### [ENTRIES SUPPLIED]

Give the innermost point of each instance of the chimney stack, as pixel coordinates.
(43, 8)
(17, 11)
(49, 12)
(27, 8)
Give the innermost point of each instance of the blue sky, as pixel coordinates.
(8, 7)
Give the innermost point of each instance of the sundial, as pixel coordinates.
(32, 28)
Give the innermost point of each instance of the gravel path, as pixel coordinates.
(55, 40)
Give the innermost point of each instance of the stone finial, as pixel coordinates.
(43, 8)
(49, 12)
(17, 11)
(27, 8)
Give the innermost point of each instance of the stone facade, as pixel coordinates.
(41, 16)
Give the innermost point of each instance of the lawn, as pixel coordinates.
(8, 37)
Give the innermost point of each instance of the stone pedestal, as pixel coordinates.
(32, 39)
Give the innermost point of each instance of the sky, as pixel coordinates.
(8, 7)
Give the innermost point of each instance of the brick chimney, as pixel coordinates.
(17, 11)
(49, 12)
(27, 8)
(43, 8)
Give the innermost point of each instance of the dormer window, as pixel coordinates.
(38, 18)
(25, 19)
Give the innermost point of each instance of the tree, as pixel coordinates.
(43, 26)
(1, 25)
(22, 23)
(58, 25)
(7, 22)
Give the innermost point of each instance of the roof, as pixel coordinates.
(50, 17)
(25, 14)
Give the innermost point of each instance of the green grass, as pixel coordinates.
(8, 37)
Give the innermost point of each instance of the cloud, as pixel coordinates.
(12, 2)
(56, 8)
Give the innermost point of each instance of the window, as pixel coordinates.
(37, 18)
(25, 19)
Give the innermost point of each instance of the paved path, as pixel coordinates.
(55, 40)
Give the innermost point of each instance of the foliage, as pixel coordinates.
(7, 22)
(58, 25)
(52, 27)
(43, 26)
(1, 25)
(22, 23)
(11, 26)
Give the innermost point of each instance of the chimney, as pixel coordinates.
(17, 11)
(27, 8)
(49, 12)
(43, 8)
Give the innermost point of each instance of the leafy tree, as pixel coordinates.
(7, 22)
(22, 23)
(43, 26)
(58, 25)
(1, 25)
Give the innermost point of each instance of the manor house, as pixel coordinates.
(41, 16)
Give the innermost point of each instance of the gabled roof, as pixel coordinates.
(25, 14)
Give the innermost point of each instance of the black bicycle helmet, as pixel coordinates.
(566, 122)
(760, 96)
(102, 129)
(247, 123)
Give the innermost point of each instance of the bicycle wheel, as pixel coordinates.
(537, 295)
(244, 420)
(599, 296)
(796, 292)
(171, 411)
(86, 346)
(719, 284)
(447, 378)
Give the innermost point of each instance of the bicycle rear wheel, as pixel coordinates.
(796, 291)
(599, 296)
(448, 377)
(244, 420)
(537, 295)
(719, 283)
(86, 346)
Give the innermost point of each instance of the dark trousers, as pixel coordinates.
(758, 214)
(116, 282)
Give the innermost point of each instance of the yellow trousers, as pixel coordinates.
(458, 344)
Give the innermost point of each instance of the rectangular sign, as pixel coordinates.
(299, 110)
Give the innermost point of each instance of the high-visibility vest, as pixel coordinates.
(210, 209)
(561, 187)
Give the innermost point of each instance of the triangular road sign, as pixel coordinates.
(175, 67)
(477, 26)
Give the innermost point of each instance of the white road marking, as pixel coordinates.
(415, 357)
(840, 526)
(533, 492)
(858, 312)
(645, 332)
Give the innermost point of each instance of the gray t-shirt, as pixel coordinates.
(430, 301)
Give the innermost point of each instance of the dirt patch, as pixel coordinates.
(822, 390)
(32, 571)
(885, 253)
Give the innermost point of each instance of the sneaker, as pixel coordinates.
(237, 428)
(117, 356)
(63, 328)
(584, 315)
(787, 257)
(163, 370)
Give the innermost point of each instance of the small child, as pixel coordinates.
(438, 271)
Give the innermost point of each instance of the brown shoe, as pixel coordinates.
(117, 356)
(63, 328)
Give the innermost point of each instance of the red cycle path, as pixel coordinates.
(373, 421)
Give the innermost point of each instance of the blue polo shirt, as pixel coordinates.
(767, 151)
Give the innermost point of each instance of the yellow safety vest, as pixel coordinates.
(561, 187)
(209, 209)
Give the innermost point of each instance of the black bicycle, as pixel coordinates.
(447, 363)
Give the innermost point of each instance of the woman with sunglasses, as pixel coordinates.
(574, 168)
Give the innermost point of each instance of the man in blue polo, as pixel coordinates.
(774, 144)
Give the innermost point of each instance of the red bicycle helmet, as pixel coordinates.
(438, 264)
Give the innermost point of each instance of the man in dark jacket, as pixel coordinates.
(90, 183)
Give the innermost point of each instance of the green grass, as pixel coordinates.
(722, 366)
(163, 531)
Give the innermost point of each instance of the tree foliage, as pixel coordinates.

### [WHAT YOU WILL DO]
Reproduce all of the material above verbatim, keeping every line in its original order.

### [EXERCISE SOLUTION]
Give the innermost point of each instance of the chimney stack, as pixel coordinates.
(43, 8)
(17, 11)
(49, 12)
(27, 8)
Give the innermost point of each instance of the blue sky, as pixel coordinates.
(8, 7)
Give the innermost point of each instance of the sundial, as pixel coordinates.
(32, 28)
Give the innermost point of each instance of the gravel path, as pixel coordinates.
(55, 40)
Give the innermost point of each instance of the stone finial, as pixel coordinates.
(43, 8)
(49, 12)
(17, 11)
(27, 8)
Give the innermost point of each instance of the stone facade, as pixel coordinates.
(41, 16)
Give the innermost point of each instance of the lawn, as pixel coordinates.
(8, 37)
Give the innermost point of each instance of the stone pedestal, as pixel coordinates.
(32, 39)
Give the innermost point of each instance of the sky, as pixel coordinates.
(8, 7)
Give the innermost point of each instance of the brick chimney, as pixel coordinates.
(17, 11)
(49, 12)
(27, 8)
(43, 8)
Give the innermost point of each instance of the dormer window, as pixel coordinates.
(38, 18)
(25, 19)
Give the innermost point of each instance of the tree, as pixel coordinates.
(43, 26)
(1, 25)
(22, 23)
(58, 25)
(7, 22)
Give the innermost point of each instance of the roof, as pixel coordinates.
(50, 17)
(25, 14)
Give the innermost point of each instance of the green grass, as pixel coordinates.
(8, 37)
Give the innermost point of each instance of the cloud, as pixel coordinates.
(12, 2)
(56, 8)
Give the innermost point of each instance of the window, as pixel coordinates.
(37, 18)
(25, 19)
Give the innermost point of each instance of the paved path, as pixel coordinates.
(55, 40)
Give the innermost point of each instance of the foliage, as pixel coordinates.
(7, 22)
(58, 25)
(52, 27)
(43, 26)
(1, 25)
(22, 23)
(11, 26)
Give the innermost point of each instance of the chimney, as pixel coordinates.
(17, 11)
(27, 8)
(49, 12)
(43, 8)
Give the innermost point of each instance of the leafy tree, as pixel coordinates.
(7, 22)
(22, 23)
(43, 26)
(58, 25)
(1, 25)
Give the innermost point of each instance of the manor house, as pixel coordinates.
(41, 16)
Give the innermost point of each instance of the gabled roof, as pixel coordinates.
(25, 14)
Give the innermost point of each instance of the black bicycle helmet, as pixel coordinates.
(566, 122)
(760, 96)
(102, 129)
(247, 123)
Give the innermost point of each instance of the bicycle wheel, as pixel coordinates.
(537, 295)
(244, 420)
(599, 296)
(796, 292)
(171, 411)
(86, 346)
(719, 284)
(447, 378)
Give the innermost point of each instance of the bicycle rear wheel, as pixel coordinates.
(796, 291)
(599, 296)
(448, 377)
(244, 420)
(537, 295)
(719, 283)
(86, 346)
Give the innermost point of each instance of the dark trousers, as pixel coordinates.
(758, 214)
(116, 282)
Give the innermost point of each instance of the yellow trousers, as pixel coordinates.
(458, 344)
Give the innermost point of each instance of the rectangular sign, as pixel coordinates.
(299, 110)
Give the innermost point of each instance of the high-visibility vest, as pixel coordinates.
(210, 209)
(561, 187)
Give the innermost point of each instance of the triangular road sign, as pixel coordinates.
(175, 67)
(477, 26)
Give the innermost point of each instance of the white road marking, as pixel coordinates.
(415, 357)
(840, 526)
(533, 492)
(858, 312)
(645, 332)
Give the innermost point of each instance of the gray t-shirt, as pixel coordinates.
(430, 301)
Give the innermost point of each instance of the dirt patch, as pixel coordinates.
(822, 390)
(32, 571)
(885, 253)
Give the innermost point of each instance of the sneaker, as pixel coordinates.
(237, 428)
(117, 356)
(63, 328)
(584, 315)
(787, 257)
(163, 370)
Give the innermost point of each instance of the small child, as pixel coordinates.
(438, 271)
Give the innermost point of each instance of the brown shoe, as pixel coordinates.
(117, 356)
(63, 328)
Give the innermost point of each instance of the red cycle path, as pixel coordinates.
(373, 421)
Give the innermost point of each instance of the blue polo shirt, as pixel coordinates.
(767, 151)
Give the innermost point of each instance of the yellow safety vest, as pixel coordinates.
(561, 187)
(209, 209)
Give the innermost point of each instance of the black bicycle, as pixel coordinates.
(447, 363)
Give the innermost point of each instance of the woman with sunglasses, as pixel coordinates.
(574, 168)
Give the innermost point of each instance of the man in blue polo, as pixel coordinates.
(774, 144)
Give the innermost point of each instance of the red bicycle helmet, as pixel coordinates.
(438, 264)
Give the innermost point of each instance of the man in dark jacket, as pixel coordinates.
(90, 183)
Give the innermost point of each instance of the green grass, as pixel coordinates.
(722, 366)
(163, 531)
Give the innermost point of each instance of the tree foliage, as pixel coordinates.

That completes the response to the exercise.